> **Given entries**:
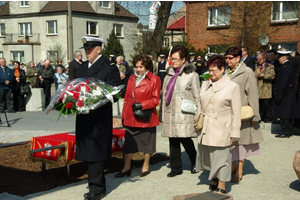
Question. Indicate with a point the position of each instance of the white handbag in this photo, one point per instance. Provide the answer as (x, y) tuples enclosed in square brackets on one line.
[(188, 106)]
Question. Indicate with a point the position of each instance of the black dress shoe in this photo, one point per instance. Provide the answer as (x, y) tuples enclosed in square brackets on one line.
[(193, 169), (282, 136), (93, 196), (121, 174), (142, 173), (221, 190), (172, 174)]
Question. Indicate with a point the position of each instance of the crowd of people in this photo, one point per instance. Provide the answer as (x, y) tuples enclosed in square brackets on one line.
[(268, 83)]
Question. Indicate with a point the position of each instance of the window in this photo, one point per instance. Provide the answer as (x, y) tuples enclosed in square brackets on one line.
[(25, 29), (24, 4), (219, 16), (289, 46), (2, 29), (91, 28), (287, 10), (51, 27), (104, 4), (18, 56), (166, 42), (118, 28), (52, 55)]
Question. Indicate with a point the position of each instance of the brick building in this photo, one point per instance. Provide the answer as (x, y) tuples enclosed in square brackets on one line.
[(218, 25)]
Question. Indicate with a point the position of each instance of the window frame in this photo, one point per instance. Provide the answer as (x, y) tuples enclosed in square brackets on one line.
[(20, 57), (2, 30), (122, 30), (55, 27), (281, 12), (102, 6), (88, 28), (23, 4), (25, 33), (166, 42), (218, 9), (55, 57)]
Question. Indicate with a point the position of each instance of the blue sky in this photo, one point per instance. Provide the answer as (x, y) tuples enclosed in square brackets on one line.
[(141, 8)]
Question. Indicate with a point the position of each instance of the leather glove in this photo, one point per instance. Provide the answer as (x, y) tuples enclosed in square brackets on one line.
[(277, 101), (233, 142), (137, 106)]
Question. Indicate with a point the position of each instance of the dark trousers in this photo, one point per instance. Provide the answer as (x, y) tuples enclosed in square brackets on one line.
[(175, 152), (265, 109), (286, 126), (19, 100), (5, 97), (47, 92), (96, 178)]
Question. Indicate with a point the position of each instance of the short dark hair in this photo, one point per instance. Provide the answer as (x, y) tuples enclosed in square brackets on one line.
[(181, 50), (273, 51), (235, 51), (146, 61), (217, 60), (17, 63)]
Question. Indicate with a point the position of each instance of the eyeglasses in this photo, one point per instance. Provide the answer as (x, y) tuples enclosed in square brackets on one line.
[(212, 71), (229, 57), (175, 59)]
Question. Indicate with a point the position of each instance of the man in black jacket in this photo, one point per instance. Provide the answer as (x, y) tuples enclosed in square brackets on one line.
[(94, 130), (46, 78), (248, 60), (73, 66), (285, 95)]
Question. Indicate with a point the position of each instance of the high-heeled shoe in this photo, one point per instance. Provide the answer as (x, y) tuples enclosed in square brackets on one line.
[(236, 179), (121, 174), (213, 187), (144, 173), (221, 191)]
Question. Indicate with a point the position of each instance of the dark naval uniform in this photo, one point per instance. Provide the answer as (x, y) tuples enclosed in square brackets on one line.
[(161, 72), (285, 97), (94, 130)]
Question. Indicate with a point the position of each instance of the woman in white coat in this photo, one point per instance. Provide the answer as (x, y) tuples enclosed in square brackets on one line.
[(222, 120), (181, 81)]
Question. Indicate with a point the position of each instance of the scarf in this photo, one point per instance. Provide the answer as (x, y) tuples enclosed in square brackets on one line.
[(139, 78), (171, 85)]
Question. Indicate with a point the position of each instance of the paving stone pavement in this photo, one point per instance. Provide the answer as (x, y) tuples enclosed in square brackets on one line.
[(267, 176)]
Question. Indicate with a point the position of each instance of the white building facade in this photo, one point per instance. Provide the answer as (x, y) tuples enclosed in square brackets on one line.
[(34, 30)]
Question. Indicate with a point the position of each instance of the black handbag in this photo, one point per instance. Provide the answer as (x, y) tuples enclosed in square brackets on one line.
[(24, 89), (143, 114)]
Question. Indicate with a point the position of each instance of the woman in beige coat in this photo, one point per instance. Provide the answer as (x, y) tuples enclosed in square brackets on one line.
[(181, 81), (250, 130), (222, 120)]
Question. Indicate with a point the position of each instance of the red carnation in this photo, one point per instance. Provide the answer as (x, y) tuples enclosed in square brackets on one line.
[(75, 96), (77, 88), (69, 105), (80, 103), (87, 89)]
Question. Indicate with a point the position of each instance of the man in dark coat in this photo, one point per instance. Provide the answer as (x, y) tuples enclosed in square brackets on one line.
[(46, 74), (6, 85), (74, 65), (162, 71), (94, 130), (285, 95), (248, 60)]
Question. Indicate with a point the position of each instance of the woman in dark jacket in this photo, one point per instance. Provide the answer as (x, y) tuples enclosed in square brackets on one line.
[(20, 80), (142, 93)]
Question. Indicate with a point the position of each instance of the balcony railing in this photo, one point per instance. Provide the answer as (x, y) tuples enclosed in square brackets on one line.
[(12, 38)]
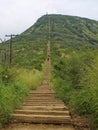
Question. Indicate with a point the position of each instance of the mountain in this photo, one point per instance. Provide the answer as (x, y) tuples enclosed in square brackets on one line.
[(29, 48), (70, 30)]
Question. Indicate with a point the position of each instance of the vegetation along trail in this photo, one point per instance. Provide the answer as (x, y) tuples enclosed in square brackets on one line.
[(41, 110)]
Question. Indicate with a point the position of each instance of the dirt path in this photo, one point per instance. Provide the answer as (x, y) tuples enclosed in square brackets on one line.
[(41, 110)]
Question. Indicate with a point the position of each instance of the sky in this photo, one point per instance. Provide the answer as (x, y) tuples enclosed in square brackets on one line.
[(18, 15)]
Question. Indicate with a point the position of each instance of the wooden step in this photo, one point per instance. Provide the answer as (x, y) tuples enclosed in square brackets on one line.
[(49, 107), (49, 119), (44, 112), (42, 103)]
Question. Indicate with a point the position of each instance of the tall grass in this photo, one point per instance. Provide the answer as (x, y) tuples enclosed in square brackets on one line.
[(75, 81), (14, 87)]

> **Work required**: Please write out only the lines from the one containing "of the wooden" to the end of the records above, exactly, both ends included.

> **Your response**:
Question. Indicate with a point the position of each instance of the wooden step in this photo, one point per instance. Provide the answer as (x, y) tuples enclosed in square brackets on one line.
[(49, 107), (49, 119), (44, 112), (42, 103)]
Question. Indicate with a point the position of each instance of the tall grass in this photo, one point per instance. Provide the answer as (x, y) tuples enclosed in square brackets on one line.
[(75, 81), (14, 87)]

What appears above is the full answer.